Dataset entries
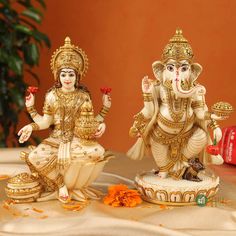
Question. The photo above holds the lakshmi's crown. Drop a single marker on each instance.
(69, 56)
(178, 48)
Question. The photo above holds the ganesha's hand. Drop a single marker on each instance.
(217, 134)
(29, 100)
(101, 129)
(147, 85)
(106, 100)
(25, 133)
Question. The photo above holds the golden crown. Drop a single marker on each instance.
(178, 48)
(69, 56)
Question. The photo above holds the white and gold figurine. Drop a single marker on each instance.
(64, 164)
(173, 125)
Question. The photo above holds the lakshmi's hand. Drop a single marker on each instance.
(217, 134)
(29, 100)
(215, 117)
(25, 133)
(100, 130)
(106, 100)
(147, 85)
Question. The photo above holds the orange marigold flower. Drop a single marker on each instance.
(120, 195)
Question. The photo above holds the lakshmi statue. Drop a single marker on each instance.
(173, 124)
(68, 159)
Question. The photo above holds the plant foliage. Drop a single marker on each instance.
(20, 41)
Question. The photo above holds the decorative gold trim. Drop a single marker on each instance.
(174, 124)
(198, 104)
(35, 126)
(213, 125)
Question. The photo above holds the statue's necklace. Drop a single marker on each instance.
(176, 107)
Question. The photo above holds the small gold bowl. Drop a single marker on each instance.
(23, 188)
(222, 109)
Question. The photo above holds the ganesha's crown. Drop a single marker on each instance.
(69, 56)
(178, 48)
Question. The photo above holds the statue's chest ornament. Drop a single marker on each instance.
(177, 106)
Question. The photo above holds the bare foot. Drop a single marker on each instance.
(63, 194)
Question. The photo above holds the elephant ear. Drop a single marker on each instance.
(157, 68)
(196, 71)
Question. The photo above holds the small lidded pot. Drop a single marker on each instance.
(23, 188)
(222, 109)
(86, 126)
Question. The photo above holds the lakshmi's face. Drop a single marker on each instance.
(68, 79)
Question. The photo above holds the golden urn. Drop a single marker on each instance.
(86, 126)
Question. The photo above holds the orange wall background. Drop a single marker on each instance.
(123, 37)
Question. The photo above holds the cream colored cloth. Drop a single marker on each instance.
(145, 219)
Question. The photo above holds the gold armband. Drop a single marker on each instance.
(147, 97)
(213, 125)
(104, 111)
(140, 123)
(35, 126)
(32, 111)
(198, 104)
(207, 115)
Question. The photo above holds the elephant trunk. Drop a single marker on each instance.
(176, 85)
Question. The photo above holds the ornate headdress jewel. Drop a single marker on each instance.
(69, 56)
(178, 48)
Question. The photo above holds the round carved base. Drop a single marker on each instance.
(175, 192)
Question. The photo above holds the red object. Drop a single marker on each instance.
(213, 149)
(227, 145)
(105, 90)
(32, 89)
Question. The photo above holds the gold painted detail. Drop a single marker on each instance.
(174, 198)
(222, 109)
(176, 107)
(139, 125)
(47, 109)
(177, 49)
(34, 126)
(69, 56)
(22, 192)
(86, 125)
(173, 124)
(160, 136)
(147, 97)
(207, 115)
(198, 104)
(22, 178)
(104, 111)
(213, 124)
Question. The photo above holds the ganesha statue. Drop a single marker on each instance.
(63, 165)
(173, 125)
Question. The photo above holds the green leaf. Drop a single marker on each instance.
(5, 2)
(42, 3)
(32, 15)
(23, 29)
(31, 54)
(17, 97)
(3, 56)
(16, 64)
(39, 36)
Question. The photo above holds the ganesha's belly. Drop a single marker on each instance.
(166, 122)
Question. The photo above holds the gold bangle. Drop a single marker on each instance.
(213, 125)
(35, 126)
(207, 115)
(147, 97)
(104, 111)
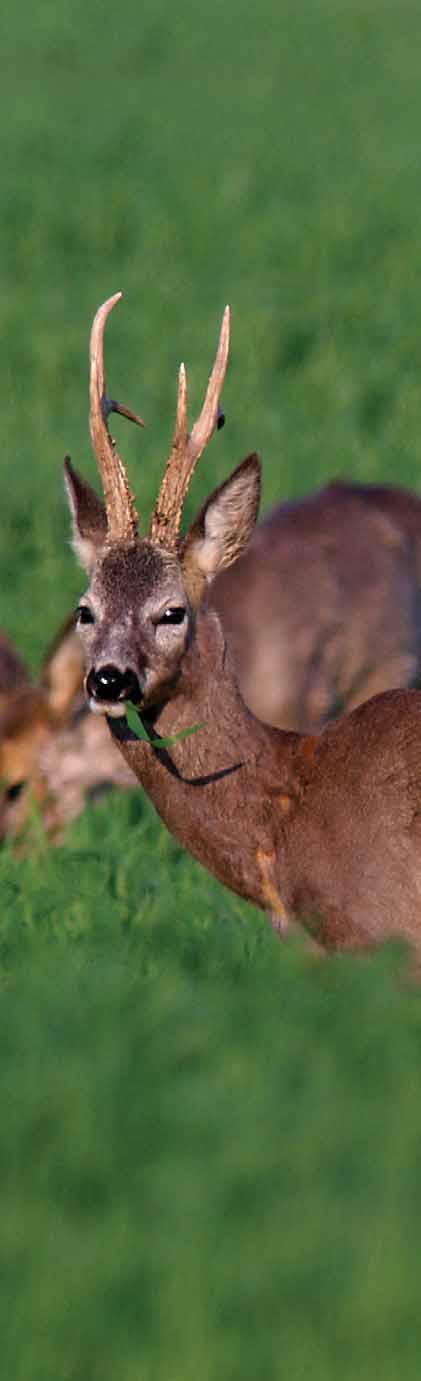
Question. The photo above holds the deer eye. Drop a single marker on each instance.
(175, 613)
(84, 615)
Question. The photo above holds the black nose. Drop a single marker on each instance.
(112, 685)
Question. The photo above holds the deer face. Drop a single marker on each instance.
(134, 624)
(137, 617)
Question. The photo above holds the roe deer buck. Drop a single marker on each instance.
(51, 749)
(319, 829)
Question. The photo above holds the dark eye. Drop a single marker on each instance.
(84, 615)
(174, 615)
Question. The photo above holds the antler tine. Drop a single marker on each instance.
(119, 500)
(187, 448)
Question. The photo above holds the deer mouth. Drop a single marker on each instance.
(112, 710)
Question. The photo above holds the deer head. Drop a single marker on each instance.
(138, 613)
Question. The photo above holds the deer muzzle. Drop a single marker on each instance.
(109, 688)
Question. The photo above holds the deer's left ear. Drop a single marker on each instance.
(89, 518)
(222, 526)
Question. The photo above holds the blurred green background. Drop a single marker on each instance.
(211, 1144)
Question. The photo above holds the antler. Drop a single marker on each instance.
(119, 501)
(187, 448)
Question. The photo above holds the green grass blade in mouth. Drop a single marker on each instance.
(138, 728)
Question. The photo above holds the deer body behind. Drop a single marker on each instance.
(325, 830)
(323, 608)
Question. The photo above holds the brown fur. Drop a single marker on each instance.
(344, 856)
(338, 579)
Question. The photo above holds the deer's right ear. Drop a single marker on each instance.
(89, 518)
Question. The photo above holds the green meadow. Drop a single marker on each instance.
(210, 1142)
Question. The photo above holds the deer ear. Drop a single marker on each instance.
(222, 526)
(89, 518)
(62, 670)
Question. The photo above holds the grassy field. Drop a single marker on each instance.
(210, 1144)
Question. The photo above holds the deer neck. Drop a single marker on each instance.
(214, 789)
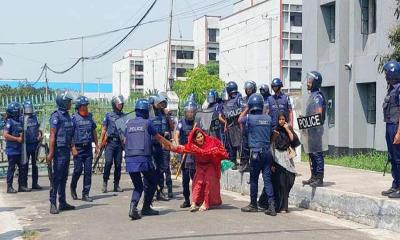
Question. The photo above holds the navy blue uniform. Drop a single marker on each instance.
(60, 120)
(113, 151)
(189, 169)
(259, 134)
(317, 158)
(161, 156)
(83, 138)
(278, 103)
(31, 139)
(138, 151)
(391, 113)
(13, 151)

Aim of the exercise
Everything from the line containing "Question. The photo above holds the navy" to the bottom of the listing is to be set down exactly; leave out all other lines.

Answer for this exercise
Question. The photo above holds the navy blue uniform. Drop a single marker on each instance.
(60, 120)
(113, 151)
(189, 169)
(259, 134)
(317, 158)
(161, 156)
(83, 138)
(278, 103)
(31, 139)
(138, 151)
(391, 113)
(13, 151)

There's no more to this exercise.